▸ PROBLEM TO SOLVE:
Format the data from its beginning through the line containing "top-left (0, 0), bottom-right (334, 178)" as a JSON list of strings, one string per line and no blank lines. Leave the picture out of your answer.

Bounding box annotation entries
□ □ □ □ □

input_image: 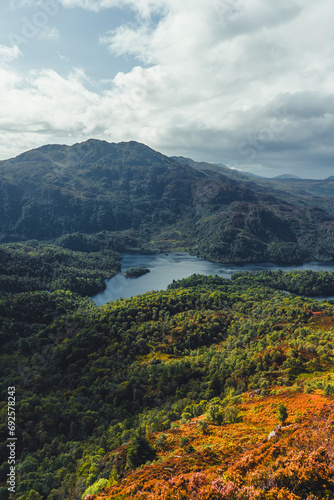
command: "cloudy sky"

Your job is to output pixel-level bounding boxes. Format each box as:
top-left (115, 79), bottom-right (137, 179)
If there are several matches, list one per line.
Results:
top-left (0, 0), bottom-right (334, 178)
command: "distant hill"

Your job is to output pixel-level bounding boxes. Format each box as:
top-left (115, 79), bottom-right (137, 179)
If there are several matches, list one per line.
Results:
top-left (272, 174), bottom-right (301, 180)
top-left (0, 139), bottom-right (334, 262)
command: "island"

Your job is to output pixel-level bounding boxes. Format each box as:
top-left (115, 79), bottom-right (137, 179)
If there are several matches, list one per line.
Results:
top-left (123, 266), bottom-right (150, 278)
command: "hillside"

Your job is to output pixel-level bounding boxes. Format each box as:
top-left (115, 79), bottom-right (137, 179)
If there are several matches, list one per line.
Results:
top-left (0, 271), bottom-right (334, 500)
top-left (0, 140), bottom-right (334, 263)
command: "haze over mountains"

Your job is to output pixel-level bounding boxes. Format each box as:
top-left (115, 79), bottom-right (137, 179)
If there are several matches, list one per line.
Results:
top-left (0, 139), bottom-right (334, 263)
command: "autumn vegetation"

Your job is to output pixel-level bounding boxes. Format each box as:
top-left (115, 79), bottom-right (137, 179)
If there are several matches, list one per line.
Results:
top-left (0, 256), bottom-right (334, 500)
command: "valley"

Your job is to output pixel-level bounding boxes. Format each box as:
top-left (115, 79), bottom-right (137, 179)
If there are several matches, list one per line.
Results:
top-left (0, 140), bottom-right (334, 500)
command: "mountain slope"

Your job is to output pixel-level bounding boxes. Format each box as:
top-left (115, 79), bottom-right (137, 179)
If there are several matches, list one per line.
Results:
top-left (0, 140), bottom-right (334, 262)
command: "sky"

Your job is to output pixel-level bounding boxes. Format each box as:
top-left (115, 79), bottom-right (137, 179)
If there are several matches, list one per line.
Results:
top-left (0, 0), bottom-right (334, 179)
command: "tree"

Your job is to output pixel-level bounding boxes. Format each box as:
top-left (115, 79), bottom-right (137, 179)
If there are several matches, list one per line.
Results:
top-left (126, 431), bottom-right (156, 469)
top-left (277, 403), bottom-right (288, 425)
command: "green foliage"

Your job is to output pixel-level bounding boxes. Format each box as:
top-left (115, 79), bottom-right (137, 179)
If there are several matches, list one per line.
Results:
top-left (0, 276), bottom-right (334, 500)
top-left (0, 242), bottom-right (120, 295)
top-left (126, 431), bottom-right (156, 469)
top-left (81, 478), bottom-right (109, 500)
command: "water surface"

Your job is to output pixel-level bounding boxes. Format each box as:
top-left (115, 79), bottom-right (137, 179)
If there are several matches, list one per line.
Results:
top-left (92, 252), bottom-right (334, 305)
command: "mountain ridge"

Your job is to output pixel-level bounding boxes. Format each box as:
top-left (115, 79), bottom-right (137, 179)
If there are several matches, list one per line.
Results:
top-left (0, 139), bottom-right (334, 263)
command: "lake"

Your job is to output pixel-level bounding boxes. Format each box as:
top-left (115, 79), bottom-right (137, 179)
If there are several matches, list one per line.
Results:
top-left (92, 252), bottom-right (334, 306)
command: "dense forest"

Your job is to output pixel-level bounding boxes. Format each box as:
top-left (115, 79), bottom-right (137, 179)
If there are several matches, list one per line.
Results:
top-left (0, 140), bottom-right (334, 500)
top-left (0, 260), bottom-right (334, 500)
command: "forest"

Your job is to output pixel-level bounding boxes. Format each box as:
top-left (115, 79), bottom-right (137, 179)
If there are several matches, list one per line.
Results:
top-left (0, 252), bottom-right (334, 500)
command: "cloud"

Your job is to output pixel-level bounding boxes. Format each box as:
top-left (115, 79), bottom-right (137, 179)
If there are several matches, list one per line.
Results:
top-left (38, 26), bottom-right (60, 41)
top-left (0, 0), bottom-right (334, 176)
top-left (0, 45), bottom-right (22, 62)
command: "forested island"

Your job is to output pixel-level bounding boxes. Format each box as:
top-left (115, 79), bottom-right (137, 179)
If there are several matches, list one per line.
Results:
top-left (0, 264), bottom-right (334, 500)
top-left (124, 266), bottom-right (150, 278)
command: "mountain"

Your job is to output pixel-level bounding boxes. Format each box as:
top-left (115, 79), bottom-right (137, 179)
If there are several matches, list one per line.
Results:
top-left (272, 174), bottom-right (300, 180)
top-left (0, 140), bottom-right (334, 263)
top-left (0, 271), bottom-right (334, 500)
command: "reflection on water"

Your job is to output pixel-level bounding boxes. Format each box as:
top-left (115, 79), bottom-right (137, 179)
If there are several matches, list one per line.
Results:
top-left (92, 252), bottom-right (334, 305)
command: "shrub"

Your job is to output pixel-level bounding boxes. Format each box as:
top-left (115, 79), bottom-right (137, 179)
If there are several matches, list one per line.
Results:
top-left (126, 432), bottom-right (156, 469)
top-left (277, 403), bottom-right (288, 425)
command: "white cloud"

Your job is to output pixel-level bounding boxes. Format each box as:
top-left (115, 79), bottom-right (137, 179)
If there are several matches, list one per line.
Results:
top-left (0, 45), bottom-right (22, 62)
top-left (39, 26), bottom-right (60, 41)
top-left (0, 0), bottom-right (334, 179)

□ □ □ □ □

▸ ANSWER TO THIS EXERCISE:
[
  "input_image: ",
  "command: \"cloudy sky\"",
  "Your job is to output pixel-level bounding boxes. Format each box as:",
  "top-left (115, 79), bottom-right (137, 179)",
  "If there are several matches, list one per line.",
  "Results:",
  "top-left (0, 0), bottom-right (334, 178)"
]